▶ [What is expected]:
Copy each of the following entries verbatim, keeping every line and its order unchanged.

▶ [Task material]:

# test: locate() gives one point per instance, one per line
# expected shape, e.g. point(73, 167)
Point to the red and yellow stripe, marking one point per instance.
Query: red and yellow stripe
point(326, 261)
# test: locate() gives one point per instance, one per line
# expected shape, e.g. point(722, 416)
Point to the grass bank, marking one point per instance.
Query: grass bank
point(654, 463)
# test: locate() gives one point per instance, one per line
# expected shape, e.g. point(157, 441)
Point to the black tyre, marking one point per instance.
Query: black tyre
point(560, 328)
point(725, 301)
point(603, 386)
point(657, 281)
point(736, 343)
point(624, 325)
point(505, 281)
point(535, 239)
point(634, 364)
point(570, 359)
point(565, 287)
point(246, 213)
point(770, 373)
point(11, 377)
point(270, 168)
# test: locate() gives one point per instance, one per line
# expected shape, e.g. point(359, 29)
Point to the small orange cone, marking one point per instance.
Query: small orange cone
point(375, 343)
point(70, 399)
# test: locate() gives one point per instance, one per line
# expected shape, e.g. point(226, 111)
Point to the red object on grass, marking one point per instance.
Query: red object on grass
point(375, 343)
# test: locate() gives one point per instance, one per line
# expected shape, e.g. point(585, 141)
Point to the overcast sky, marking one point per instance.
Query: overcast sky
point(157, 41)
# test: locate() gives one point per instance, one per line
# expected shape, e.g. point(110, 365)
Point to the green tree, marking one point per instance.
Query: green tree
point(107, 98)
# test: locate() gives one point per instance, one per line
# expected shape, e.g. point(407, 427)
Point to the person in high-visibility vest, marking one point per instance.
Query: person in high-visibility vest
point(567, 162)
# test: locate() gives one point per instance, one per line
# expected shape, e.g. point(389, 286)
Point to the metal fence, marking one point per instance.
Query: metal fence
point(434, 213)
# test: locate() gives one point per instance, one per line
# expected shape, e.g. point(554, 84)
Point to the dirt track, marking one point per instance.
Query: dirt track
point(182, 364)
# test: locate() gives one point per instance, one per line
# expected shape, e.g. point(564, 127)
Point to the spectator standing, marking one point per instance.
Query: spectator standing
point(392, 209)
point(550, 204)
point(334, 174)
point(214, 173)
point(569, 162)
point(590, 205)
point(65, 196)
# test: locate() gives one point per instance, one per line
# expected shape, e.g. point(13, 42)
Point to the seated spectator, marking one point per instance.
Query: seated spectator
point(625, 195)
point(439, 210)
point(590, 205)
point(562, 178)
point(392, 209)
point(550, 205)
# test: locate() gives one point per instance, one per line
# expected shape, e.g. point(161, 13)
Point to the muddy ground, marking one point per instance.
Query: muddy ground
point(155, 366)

▶ [Result]:
# test: locate() gives one point per instance, one per line
# expected shape, e.g. point(73, 167)
Point to the red and yellow stripe, marking one point per instance.
Query: red and yellow stripe
point(326, 261)
# test: locate() gives one point per instance, one per line
# expected shape, e.g. point(722, 416)
Point to the grass bank, marking one point per instance.
Query: grass bank
point(654, 463)
# test: locate() gives one point per instance, one per line
# expected shape, e.g. point(157, 441)
Point to the black tyre, marking one point per instance.
Query: black tyre
point(560, 328)
point(725, 301)
point(603, 386)
point(657, 281)
point(736, 343)
point(624, 325)
point(505, 281)
point(535, 239)
point(634, 364)
point(570, 359)
point(565, 287)
point(246, 213)
point(770, 373)
point(11, 377)
point(270, 168)
# test: locate() gives one point per instance, one per line
# expected shape, e.g. point(359, 29)
Point to the small orange cone, marking one point per instance.
Query: small orange cone
point(375, 343)
point(70, 399)
# test: locate() gives one point per instance, one per line
# expected shape, e.g. point(226, 111)
Point to the red object on grass, marking one point per instance.
Query: red object on grass
point(375, 343)
# test: locate() gives one point per instance, one per line
# expected shape, e.g. point(585, 141)
Point to the overcast sky, marking one point per instance.
Query: overcast sky
point(157, 41)
# test: locate() gives one point per instance, one per line
# expected shape, e.g. point(110, 365)
Point to the green tree, marking one point per instance.
Query: green tree
point(107, 98)
# test: locate() gives one point per instance, one per line
# expected shape, e.g. point(407, 427)
Point to the person in high-visibility vest, marking one point per instance.
Query: person in high-visibility vest
point(567, 162)
# test: locate() gives one point per instance, one per line
# expected shape, e.g. point(389, 286)
Point to the metal fence, marking one point per instance.
Query: metal fence
point(434, 213)
# test: locate() gives one point per instance, one per line
# expected shape, e.g. point(554, 84)
Point to the dirt track, marking one point per instance.
Query: dirt track
point(182, 364)
# test: locate() gives one point per instance, one per line
# expected shape, e.g. point(564, 127)
Point to the spectator standing, marking one point per instance.
Query: spectator standing
point(392, 209)
point(550, 204)
point(334, 174)
point(214, 173)
point(569, 162)
point(590, 205)
point(65, 196)
# test: locate() gives one point per instance, one per line
# expected shape, e.g. point(13, 42)
Point to the seated spectator, marking one point per instance.
Query: seated spectator
point(625, 195)
point(439, 210)
point(590, 205)
point(562, 178)
point(392, 209)
point(550, 205)
# test: locate() gives one point per instance, one per line
# expected shape, e.g. point(161, 13)
Point to the muddy ground, marking one point per instance.
Query: muddy ground
point(155, 366)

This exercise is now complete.